* _EXERCISE_
Retype the entries word for word, beginning with their very first line and stopping after the line that contains "Give the mask of every instance of the calculator".

* _DATA LISTING_
-----
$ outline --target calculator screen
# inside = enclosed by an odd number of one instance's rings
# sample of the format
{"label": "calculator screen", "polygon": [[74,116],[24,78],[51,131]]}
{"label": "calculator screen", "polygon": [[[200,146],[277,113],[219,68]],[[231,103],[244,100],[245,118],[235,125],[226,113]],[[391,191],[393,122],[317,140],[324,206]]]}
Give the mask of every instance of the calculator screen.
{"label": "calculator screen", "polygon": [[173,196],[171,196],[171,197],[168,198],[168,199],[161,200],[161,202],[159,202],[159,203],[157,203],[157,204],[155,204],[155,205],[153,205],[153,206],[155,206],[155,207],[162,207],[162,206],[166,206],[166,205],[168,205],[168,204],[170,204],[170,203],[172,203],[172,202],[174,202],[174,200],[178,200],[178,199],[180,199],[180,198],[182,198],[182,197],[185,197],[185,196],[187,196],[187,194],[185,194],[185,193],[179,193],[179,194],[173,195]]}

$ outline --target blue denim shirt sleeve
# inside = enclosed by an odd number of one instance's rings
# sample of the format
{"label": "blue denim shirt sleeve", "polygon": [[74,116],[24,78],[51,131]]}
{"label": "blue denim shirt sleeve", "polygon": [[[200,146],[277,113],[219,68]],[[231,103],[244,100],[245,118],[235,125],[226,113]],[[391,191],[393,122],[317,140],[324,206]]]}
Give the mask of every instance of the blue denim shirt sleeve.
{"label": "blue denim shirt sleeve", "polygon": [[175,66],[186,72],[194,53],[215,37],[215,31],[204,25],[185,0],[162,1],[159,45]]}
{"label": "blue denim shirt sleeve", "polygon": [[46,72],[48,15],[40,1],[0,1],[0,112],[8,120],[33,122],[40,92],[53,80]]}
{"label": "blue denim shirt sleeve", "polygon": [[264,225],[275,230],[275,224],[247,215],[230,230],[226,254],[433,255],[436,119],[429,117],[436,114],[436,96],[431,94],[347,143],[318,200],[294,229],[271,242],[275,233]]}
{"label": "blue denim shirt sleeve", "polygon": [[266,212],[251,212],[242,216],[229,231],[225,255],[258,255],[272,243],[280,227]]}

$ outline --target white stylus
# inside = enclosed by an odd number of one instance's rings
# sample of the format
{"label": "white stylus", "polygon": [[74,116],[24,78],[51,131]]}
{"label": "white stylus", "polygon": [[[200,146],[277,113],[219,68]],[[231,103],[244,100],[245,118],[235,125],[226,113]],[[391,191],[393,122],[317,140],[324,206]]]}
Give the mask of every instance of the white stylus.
-----
* _COMPLETE ANSWER_
$ outline --target calculator screen
# inside = enclosed by an odd number of one instance's rings
# sample of the format
{"label": "calculator screen", "polygon": [[74,116],[24,78],[51,131]]}
{"label": "calculator screen", "polygon": [[[200,146],[277,113],[219,68]],[[231,103],[244,100],[245,118],[235,125],[226,113]],[[391,191],[393,122],[317,140],[324,206]]]}
Give the mask of every instance of the calculator screen.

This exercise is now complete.